## Texte fourni

::::::::

Par un matin humide à Macao, un phénix bleu et orange orné de plus de 60 000 fleurs émerge d'un œuf Fabergé géant rose dans le hall de l'hôtel Wynn Palace. L'oiseau fier savoure l'attention de la foule tandis qu'il tourne sur un perchoir incrusté de diamants au son de trompettes triomphales, avant de regagner sa coquille. Si vous assistez à ce spectacle, vous penserez peut-être : « Quelle chance d'arriver juste au bon moment ! » Mais restez un peu plus longtemps, et vous réaliserez que votre chance n'a rien d'exceptionnel — l'éclosion se produit toutes les quinze minutes sans faute.
Nous sommes à l'été 2024, et Colin Farrell et Tilda Swinton séjournent à l'hôtel pendant le tournage de Ballad of a Small Player, réalisé par Edward Berger (Conclave) et adapté du roman étrange de Lawrence Osborne paru en 2014, qui traite de fantômes, de culpabilité et de jeux d'argent. Farrell incarne Brendan Reilly, un voleur irlandais qui prend un accent anglais, se fait appeler Lord Doyle et se cache au Wynn Palace, s'accrochant à une vie fragile de luxe las. Après avoir fui vers Macao avec de l'argent volé, il passe ses nuits à jouer au baccara, un jeu de hasard à enjeux élevés aussi simple que de lancer une pièce. Swinton joue une enquêtrice maladroite, jonglant elle aussi avec des identités doubles (un moment Betty, le suivant Cynthia), engagée pour retrouver Reilly et récupérer l'argent volé.
« Cet endroit est un peu un foutoir mental », dit Farrell. « Un peu comme vivre à l'intérieur de cet œuf Fabergé géant. » Il parle de l'hôtel, qui réserve toute une section de chambres d'élite aux gros joueurs de son casino. Lorsqu'on me fait visiter l'une de ces villas somptueuses — présentes dans le film et dotées de leur propre salon de coiffure privé, salle de massage, piscine extérieure et quartiers pour majordomes — je me sens submergé par le luxe, comme trempé au Dom Pérignon.
Mais ce commentaire sur le « foutoir mental » pourrait tout aussi bien décrire Macao elle-même. Après 400 ans de colonisation portugaise, cette ville portuaire au sud de Guangzhou est devenue une région administrative spéciale de la Chine en 1999. Comme Las Vegas, son centre de jeux dégage une ambiance enivrante et kitsch. Le Cotai Strip est bordé de répliques imposantes du pont du Rialto, de la tour Eiffel et de Big Ben. Garé devant le faux Palais de Westminster, un bus Routemaster voit David Beckham — ou plutôt son double numérique — saluer depuis l'étage supérieur en tant qu'ambassadeur de l'hôtel The Londoner. « Tu es entré à l'intérieur ? » demande Swinton avec excitation. « Il y a des beefeaters qui font des jazz hands ! »

::::::::

[Extraits d'un jeu de données d'annotation de lieux]
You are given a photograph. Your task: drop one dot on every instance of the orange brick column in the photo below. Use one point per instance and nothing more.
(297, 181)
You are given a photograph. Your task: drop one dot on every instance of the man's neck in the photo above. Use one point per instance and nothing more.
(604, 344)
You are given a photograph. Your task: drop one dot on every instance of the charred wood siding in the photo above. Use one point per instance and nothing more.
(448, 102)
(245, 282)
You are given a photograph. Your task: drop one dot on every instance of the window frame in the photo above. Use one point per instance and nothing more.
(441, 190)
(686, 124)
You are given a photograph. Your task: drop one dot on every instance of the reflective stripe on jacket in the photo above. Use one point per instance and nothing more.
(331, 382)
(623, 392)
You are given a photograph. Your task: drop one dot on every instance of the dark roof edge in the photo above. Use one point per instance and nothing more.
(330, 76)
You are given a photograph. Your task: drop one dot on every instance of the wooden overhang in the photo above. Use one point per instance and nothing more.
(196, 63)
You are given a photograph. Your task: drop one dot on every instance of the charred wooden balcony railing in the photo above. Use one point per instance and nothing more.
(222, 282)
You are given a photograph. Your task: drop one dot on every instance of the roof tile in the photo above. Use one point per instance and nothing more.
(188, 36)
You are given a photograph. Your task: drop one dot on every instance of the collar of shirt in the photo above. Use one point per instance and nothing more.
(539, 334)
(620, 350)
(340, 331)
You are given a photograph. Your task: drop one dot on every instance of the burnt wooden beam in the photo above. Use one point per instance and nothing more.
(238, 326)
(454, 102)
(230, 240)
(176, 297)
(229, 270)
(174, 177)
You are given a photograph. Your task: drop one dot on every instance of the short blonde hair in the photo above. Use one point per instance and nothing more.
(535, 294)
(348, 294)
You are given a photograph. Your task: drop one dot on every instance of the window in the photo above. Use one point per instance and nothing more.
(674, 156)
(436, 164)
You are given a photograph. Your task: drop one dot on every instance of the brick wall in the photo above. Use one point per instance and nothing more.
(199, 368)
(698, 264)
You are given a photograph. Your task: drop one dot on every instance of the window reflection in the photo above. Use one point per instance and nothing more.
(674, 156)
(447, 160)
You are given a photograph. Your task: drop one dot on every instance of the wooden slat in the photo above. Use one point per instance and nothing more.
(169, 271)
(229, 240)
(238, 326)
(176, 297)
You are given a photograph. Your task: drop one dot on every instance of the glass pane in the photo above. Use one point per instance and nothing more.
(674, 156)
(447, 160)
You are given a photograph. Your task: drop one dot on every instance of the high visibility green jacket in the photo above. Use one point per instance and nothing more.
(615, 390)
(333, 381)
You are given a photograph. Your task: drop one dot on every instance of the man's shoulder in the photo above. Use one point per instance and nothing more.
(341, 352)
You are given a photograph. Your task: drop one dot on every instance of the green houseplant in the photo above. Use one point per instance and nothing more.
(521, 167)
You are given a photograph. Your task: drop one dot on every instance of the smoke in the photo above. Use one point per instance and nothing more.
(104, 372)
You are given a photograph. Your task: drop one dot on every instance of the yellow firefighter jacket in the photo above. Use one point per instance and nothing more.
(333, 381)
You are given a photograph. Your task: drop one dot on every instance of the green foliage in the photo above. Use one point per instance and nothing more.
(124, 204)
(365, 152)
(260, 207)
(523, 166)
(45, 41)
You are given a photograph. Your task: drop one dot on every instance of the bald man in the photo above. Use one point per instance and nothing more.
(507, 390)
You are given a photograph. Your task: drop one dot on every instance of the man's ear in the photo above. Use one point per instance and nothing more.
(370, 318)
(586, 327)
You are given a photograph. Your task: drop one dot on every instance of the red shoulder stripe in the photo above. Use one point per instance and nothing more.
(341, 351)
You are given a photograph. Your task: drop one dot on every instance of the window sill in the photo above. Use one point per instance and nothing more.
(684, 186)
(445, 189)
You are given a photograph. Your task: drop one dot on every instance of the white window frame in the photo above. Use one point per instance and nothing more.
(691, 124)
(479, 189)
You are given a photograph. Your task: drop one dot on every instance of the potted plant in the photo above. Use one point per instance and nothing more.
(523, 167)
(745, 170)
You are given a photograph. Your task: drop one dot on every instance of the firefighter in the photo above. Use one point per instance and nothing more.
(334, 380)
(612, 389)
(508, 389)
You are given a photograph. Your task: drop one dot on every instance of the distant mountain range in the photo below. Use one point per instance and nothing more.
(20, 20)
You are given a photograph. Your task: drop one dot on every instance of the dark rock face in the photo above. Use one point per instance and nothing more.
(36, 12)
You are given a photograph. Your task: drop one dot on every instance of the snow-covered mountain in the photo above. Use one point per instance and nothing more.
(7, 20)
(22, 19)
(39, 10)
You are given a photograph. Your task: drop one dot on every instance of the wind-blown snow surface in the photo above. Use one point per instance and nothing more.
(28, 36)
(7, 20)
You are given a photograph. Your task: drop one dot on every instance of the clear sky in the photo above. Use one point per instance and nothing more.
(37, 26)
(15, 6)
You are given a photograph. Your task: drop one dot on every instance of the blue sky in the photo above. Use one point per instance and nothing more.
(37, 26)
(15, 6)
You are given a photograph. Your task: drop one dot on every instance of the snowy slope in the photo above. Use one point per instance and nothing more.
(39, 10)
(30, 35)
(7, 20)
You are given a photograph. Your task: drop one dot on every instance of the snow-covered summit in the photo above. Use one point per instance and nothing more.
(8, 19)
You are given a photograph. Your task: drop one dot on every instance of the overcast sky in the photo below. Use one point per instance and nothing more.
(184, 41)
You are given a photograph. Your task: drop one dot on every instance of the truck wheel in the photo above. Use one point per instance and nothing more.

::::::::

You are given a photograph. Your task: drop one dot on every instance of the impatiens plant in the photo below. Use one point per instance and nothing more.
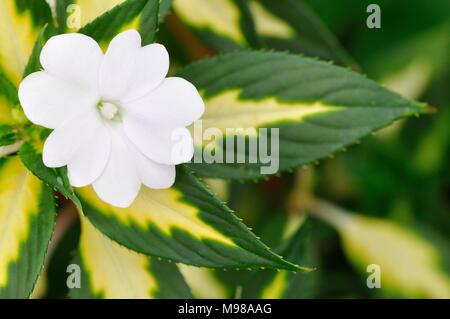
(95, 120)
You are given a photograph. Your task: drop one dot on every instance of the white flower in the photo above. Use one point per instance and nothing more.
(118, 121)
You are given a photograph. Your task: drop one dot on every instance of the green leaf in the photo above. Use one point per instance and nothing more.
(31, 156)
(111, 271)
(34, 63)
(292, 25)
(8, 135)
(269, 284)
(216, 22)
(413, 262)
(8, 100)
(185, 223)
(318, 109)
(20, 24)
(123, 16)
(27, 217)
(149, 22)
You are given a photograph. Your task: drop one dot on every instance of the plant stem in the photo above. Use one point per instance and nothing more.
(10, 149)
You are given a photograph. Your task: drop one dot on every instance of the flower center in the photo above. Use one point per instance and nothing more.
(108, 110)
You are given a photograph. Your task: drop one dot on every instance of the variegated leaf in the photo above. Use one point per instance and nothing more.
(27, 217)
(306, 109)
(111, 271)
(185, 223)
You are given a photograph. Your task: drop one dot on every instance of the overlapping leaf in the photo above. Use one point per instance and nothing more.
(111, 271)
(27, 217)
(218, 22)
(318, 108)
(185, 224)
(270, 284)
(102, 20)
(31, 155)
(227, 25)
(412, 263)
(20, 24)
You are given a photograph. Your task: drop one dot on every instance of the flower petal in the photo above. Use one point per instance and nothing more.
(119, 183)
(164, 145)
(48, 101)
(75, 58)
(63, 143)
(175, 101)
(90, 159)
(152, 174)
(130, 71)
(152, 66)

::::::::

## Consigne
Reproduisez le texte sur Macao en remplaçant « baccara » par « poker ». Commencez aux mots « Nous sommes à » et arrêtez-vous après « récupérer l'argent volé. ».

## Réponse proposée
Nous sommes à l'été 2024, et Colin Farrell et Tilda Swinton séjournent à l'hôtel pendant le tournage de Ballad of a Small Player, réalisé par Edward Berger (Conclave) et adapté du roman étrange de Lawrence Osborne paru en 2014, qui traite de fantômes, de culpabilité et de jeux d'argent. Farrell incarne Brendan Reilly, un voleur irlandais qui prend un accent anglais, se fait appeler Lord Doyle et se cache au Wynn Palace, s'accrochant à une vie fragile de luxe las. Après avoir fui vers Macao avec de l'argent volé, il passe ses nuits à jouer au poker, un jeu de hasard à enjeux élevés aussi simple que de lancer une pièce. Swinton joue une enquêtrice maladroite, jonglant elle aussi avec des identités doubles (un moment Betty, le suivant Cynthia), engagée pour retrouver Reilly et récupérer l'argent volé.